-- begin --

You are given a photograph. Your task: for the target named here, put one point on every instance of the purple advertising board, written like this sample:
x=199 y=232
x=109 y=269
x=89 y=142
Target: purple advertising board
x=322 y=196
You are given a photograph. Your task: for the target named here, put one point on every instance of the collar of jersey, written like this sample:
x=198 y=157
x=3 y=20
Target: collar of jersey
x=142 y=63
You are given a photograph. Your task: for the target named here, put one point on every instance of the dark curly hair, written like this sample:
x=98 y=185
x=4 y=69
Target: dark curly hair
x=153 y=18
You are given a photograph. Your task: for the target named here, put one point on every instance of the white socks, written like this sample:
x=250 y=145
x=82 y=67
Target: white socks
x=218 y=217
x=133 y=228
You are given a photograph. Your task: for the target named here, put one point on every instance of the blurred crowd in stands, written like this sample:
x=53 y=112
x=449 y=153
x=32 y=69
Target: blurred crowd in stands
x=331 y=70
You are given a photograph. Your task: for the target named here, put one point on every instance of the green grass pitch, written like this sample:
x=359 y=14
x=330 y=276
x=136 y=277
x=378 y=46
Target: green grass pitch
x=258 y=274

-- end --

● THE PROBLEM
Turn the listing above into a numbered list, one line per number, with any blank lines left out.

● RESULT FOR THIS TASK
1. You are given a photograph. Your task: for the target named here, put one point on every instance of the purple advertising board, written like this sample:
2. x=199 y=232
3. x=109 y=269
4. x=89 y=142
5. Target: purple advertising board
6. x=322 y=196
7. You are given a photograph. Your task: for the target named here, put one point on every instance of the collar of jersey, written like this sample:
8. x=198 y=157
9. x=3 y=20
10. Target: collar of jersey
11. x=142 y=63
12. You are given a photograph. Your task: for the target named here, put one point on every instance of the dark curly hair, written like this sample:
13. x=98 y=185
14. x=4 y=69
15. Target: dark curly hair
16. x=153 y=18
17. You are given a photograph. Your task: for the target named here, put one point on every instance of the white socks, written like this sample:
18. x=250 y=145
19. x=82 y=67
20. Target: white socks
21. x=218 y=217
22. x=133 y=228
23. You are given a photograph. Your task: for the target named here, put one point on every instance of the blurred crowd in stands, written like this sample:
24. x=53 y=112
25. x=449 y=153
26. x=32 y=69
27. Target: blurred crowd in stands
28. x=331 y=70
29. You are given a photograph. Your task: for the target named here, put one point on every instance of the green grass pitch, written like this sample:
30. x=359 y=14
31. x=330 y=276
32. x=136 y=277
33. x=378 y=46
34. Target: green grass pitch
35. x=258 y=274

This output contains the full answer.